(Your objective): Copy out every row below, requests included, and scale each point coordinate in the answers by 0.7, rounding to whole numbers with halves going up. Omit the pictures.

(Task material):
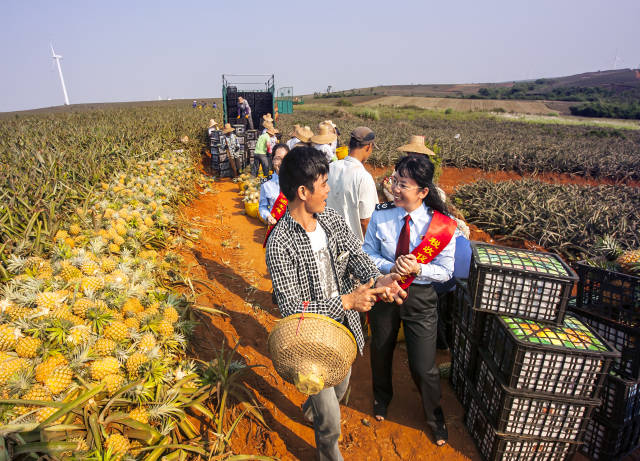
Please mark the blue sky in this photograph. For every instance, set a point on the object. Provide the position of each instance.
(140, 50)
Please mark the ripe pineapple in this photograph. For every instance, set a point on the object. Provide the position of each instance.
(59, 379)
(113, 382)
(28, 347)
(147, 342)
(104, 346)
(116, 331)
(134, 362)
(9, 336)
(103, 367)
(139, 414)
(44, 369)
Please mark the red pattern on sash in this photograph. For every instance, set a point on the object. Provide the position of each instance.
(277, 211)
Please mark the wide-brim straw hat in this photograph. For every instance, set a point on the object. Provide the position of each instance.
(416, 146)
(312, 351)
(304, 134)
(325, 136)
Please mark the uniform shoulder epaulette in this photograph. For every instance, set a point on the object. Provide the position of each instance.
(385, 206)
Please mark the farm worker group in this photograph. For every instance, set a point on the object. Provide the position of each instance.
(334, 250)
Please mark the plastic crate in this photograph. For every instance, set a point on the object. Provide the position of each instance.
(620, 400)
(471, 320)
(612, 294)
(520, 283)
(494, 445)
(623, 338)
(530, 414)
(570, 360)
(609, 442)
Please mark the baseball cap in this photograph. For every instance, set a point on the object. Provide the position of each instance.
(364, 134)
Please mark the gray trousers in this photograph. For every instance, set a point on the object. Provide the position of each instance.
(323, 409)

(Complete output):
Please mark the blue sky in this photograph. For every instance, set a point on the object. Provide the position of each instance.
(98, 35)
Please mark the ripe pineapple in this photograph. For every instance, set a point on the object. Provide the position of each instance.
(41, 265)
(79, 267)
(20, 243)
(103, 239)
(73, 242)
(81, 232)
(94, 253)
(6, 235)
(72, 257)
(97, 290)
(31, 258)
Please mark the red pattern on sash in this photograph. For every instance, set a point on the object. Provide the position of each instance.
(194, 148)
Please mark the wide-brim straw hat in this photograph. For every instance, set a point on the object. Provide the position of each instance.
(291, 102)
(218, 246)
(213, 94)
(228, 95)
Please mark the uniform shoulder epaulette in this photograph. For every instance, set a point on the object. Provide the position of each instance.
(270, 144)
Please mark the farm worker group in this photograph. For every instance, set a point on the object. Provide the position of each instance.
(234, 175)
Please mark the plastic crate in this photograph. For every instance, set a point on the object. Provide the position of each instance.
(434, 280)
(330, 224)
(428, 206)
(364, 198)
(346, 312)
(436, 237)
(371, 290)
(399, 252)
(426, 309)
Please mark the baseball cap in this photograph. For every instance, set a point on the object. Provide the position of each instance.
(255, 94)
Please mark the gray trousers in this photograph. For every instance, set a point on the object. Provide the position of each instance.
(226, 286)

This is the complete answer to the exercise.